I don’t know about you, but the older I get the sweeter heaven appears to be. And I really am not – you know, it’s okay, I’m not in to gold streets and jeweled hinges and pearl gates. I mean that’s kind of neat to see. But the appeal of heaven is the absence of sin. That’s the appeal. I can’t imagine what it would be like to live 300-plus years exposed to an increasingly corrupt world. And, you say, “Well, it certainly wasn’t as bad as today.” Oh yeah, because when Jesus comes it says it will be like it was in the days of Noah. So said Jesus in His own sermon on His own second coming. Nah, there’s really nothing. And you say, “I don’t know how my kids are going to survive trying to live 70 years in this world.”

Ha, how do you think Enoch felt? He’s 365 years old, he’s a kid. He’s got a whole lot of children. What do you think he said to Mrs. Enoch? Oh, how they going to last another 750 years in this corrupt culture? It’s just not going to happen. Look the way the world is going. They were probably frightened by whoever their leaders were, just like we’re frightened by who our leaders are. Every generation had some form of government and leadership.

__Problem statement__: In the passage about heaven and Enoch, what does the speaker say is the appeal of heaven?

__Raw records__:
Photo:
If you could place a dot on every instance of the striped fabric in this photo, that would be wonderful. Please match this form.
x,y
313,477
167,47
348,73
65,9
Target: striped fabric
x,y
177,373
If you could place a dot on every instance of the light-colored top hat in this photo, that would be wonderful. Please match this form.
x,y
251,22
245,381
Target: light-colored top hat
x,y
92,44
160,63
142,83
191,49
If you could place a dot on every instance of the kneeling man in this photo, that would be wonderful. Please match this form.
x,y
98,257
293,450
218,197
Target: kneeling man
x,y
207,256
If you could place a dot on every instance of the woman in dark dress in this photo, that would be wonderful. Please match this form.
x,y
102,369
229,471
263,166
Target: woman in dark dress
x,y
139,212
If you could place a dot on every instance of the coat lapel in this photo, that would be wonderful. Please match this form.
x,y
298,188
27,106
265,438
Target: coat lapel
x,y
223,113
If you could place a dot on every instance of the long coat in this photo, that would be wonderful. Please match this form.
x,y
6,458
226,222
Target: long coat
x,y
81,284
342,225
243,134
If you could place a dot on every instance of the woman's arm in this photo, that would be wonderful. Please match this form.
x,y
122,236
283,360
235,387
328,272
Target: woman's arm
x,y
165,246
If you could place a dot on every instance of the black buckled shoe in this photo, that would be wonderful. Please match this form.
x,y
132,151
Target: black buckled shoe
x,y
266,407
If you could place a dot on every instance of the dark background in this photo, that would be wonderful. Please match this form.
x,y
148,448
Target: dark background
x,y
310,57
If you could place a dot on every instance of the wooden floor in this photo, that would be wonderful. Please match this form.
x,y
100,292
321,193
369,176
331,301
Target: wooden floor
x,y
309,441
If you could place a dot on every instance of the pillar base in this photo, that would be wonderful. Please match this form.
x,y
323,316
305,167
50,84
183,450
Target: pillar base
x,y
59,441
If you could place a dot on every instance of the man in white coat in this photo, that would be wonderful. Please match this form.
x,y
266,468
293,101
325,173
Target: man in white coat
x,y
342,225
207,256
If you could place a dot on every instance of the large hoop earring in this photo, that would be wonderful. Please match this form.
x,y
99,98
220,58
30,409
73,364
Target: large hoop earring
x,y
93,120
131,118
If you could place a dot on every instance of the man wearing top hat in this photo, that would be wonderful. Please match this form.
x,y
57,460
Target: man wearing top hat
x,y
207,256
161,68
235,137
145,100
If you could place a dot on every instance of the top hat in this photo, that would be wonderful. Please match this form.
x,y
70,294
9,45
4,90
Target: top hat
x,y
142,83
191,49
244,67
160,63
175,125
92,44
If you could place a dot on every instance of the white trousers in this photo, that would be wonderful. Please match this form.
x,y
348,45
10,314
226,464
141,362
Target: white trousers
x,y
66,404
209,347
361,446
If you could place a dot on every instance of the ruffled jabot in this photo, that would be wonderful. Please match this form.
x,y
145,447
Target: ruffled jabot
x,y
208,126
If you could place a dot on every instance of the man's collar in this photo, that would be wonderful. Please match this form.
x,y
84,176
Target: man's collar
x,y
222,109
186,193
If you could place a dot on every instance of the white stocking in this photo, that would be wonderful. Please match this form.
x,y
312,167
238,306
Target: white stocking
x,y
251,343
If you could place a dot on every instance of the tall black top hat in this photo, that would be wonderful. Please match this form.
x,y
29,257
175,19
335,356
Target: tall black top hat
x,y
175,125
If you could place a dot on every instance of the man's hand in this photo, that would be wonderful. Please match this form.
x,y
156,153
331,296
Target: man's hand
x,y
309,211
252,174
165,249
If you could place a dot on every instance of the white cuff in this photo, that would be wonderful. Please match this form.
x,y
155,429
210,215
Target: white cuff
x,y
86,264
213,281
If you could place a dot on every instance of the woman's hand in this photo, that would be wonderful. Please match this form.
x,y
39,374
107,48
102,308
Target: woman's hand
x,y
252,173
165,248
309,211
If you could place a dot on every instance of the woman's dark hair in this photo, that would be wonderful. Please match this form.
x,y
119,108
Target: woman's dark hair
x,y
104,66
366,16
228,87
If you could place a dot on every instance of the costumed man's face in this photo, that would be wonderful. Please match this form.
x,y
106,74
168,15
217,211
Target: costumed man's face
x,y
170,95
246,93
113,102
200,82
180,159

==

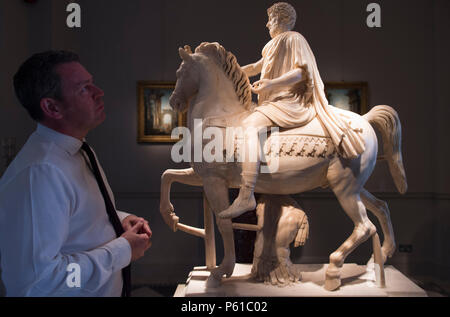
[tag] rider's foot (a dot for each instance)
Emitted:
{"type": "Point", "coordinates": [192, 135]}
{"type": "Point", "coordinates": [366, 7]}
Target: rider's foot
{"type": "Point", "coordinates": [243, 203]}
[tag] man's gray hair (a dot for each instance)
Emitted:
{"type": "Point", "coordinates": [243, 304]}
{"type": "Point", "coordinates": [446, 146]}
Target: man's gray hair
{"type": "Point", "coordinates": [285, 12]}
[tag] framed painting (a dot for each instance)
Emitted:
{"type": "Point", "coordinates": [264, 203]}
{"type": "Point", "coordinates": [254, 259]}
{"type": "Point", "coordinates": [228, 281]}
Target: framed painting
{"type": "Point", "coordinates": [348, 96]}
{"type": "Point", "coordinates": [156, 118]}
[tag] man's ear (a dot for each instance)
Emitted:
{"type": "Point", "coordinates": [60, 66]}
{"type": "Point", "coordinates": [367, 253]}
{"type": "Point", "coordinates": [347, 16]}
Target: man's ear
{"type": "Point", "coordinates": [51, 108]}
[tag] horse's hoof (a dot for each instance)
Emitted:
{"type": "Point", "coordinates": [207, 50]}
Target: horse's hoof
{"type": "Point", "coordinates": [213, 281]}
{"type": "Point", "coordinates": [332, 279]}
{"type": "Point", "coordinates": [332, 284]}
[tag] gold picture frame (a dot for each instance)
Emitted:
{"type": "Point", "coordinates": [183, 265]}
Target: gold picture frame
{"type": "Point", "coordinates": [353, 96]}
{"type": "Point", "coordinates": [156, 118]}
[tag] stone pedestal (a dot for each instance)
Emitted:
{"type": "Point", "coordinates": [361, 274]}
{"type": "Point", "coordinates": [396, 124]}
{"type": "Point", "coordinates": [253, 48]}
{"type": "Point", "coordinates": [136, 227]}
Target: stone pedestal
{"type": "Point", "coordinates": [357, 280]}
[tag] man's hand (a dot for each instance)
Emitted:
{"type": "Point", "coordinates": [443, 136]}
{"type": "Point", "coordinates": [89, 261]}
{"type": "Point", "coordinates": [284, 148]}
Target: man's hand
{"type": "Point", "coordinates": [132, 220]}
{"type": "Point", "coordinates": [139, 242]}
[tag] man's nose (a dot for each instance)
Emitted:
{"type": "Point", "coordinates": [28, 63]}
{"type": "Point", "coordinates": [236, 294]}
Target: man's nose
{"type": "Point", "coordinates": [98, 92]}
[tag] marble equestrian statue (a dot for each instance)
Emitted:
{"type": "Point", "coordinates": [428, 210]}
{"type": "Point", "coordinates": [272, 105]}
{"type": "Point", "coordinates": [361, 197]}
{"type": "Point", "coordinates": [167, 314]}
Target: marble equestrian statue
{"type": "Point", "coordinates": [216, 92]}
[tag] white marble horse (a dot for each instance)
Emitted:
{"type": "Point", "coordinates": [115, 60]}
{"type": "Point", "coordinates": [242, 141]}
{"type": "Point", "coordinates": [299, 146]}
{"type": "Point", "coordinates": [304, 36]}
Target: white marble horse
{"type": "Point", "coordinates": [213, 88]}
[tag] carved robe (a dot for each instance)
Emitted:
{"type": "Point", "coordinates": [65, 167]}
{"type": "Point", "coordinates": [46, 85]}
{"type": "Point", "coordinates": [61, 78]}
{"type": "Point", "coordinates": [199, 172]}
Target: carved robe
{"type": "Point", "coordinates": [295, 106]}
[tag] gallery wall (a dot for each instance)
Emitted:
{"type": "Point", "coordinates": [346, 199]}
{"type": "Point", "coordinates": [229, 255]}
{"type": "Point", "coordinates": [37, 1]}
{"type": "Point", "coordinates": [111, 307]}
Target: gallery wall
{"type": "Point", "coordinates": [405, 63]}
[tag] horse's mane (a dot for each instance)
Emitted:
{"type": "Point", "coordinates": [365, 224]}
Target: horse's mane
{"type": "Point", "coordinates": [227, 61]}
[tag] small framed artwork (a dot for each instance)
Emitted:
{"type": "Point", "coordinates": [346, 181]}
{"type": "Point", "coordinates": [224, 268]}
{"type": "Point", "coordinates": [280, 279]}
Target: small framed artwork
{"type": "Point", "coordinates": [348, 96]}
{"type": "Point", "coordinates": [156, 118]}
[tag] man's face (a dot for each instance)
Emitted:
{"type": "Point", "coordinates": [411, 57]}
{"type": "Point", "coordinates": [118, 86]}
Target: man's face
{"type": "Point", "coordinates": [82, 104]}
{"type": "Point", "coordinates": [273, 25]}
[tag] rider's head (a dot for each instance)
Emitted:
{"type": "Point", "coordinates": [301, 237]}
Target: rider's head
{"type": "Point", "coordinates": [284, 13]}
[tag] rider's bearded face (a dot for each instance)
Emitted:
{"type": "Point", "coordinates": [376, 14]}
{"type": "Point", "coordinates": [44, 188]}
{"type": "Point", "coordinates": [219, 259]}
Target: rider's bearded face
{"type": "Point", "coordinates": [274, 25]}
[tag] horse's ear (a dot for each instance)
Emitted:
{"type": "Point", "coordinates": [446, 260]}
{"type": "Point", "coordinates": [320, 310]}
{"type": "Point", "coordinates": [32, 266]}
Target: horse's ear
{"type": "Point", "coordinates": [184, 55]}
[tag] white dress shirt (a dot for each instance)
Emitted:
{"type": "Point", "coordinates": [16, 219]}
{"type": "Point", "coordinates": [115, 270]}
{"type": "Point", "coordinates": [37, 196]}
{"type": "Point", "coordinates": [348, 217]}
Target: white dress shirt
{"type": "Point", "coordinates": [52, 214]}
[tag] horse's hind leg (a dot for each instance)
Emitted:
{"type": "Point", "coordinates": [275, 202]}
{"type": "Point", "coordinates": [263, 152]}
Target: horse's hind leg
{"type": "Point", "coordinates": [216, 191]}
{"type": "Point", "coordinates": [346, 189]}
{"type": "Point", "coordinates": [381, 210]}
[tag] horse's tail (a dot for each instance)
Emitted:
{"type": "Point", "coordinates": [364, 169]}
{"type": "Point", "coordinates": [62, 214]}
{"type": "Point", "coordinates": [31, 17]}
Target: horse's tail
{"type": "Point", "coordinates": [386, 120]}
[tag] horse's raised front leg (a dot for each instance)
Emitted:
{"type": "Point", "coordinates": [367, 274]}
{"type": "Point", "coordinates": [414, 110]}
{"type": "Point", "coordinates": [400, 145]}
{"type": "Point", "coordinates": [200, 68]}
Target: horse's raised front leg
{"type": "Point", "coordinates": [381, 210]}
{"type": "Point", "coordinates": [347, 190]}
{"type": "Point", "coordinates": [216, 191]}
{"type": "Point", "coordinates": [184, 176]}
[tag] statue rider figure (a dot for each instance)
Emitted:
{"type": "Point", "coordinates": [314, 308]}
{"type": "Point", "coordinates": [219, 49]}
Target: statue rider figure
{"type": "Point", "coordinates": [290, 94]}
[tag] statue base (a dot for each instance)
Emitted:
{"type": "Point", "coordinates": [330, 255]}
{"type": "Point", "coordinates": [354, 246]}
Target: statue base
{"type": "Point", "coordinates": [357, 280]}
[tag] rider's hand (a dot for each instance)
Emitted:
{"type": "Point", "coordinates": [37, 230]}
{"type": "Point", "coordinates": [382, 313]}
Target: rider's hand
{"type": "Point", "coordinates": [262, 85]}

==

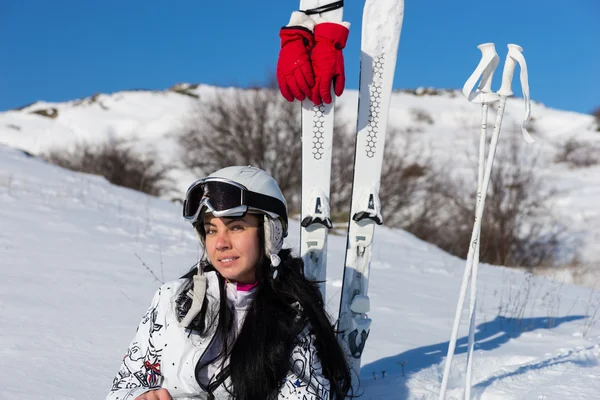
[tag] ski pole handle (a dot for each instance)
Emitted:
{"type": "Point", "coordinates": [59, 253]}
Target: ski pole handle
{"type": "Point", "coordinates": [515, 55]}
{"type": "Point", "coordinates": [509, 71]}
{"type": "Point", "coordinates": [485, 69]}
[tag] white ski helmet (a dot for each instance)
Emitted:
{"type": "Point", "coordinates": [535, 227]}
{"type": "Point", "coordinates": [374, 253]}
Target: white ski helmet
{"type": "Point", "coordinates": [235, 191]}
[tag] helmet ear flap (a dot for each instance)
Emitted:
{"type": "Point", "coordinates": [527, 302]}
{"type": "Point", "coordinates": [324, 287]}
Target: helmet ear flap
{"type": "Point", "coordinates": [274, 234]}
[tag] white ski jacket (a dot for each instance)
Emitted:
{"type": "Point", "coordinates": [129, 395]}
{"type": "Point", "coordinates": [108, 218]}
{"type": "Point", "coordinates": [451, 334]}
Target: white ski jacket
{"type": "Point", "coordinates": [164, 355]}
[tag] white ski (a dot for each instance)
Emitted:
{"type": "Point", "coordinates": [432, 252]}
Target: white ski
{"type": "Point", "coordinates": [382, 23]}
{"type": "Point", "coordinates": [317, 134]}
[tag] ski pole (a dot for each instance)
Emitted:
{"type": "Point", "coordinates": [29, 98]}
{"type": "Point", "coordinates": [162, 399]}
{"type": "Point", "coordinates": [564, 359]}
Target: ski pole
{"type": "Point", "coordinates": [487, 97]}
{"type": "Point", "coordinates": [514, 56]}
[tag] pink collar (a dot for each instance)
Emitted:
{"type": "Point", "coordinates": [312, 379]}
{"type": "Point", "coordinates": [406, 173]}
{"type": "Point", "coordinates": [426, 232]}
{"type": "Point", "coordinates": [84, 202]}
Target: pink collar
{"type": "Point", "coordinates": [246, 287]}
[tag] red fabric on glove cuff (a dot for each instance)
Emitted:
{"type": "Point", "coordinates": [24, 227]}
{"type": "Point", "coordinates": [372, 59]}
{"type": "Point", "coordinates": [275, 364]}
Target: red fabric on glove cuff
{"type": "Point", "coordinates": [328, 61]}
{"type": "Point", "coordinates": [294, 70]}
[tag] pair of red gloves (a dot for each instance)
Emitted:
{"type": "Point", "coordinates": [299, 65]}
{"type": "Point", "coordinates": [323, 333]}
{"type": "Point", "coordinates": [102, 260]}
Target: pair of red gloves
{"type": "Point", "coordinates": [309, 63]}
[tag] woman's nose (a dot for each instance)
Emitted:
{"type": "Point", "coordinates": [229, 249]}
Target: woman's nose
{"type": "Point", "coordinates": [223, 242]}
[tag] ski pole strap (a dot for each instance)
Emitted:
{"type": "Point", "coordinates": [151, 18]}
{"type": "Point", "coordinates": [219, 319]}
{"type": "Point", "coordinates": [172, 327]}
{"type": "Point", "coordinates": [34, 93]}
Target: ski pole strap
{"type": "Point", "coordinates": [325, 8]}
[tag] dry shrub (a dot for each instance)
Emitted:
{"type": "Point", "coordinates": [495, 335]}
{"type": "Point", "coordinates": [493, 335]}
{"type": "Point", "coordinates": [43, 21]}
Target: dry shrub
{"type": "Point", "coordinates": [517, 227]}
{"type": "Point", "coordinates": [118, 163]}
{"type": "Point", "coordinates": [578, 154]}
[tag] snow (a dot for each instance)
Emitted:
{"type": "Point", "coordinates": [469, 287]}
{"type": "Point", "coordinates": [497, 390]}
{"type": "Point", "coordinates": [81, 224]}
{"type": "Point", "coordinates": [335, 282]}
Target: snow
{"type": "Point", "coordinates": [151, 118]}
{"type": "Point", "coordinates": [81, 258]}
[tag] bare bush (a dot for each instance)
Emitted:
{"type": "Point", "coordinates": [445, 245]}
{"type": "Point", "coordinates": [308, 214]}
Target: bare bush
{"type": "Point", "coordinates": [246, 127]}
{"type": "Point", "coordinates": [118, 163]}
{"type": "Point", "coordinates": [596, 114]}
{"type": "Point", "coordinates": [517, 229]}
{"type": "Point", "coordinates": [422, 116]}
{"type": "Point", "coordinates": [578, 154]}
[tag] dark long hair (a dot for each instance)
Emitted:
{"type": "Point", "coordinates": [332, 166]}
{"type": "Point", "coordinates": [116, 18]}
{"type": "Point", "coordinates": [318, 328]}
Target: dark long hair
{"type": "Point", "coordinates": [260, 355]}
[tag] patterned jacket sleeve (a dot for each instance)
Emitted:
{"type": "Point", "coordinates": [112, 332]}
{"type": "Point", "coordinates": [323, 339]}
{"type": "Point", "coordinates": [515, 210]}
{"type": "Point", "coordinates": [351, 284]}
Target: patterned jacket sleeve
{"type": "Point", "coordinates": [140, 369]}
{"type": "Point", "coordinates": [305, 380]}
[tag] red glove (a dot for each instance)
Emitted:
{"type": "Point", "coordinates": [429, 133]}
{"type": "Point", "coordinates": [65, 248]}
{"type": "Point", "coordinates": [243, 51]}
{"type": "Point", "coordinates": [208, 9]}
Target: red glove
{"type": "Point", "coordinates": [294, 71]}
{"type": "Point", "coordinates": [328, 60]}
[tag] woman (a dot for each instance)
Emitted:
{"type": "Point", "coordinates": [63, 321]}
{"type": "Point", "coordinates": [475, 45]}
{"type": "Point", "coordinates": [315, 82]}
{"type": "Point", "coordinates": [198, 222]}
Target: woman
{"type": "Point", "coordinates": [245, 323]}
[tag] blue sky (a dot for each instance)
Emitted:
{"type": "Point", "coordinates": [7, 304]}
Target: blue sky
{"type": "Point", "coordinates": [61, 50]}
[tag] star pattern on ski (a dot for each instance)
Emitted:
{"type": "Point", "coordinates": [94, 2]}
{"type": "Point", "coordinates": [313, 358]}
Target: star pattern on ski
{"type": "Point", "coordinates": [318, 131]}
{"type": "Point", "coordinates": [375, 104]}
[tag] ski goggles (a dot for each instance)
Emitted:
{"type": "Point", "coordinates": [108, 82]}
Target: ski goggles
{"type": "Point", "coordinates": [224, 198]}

__The output__: The appeal of heaven is the absence of sin.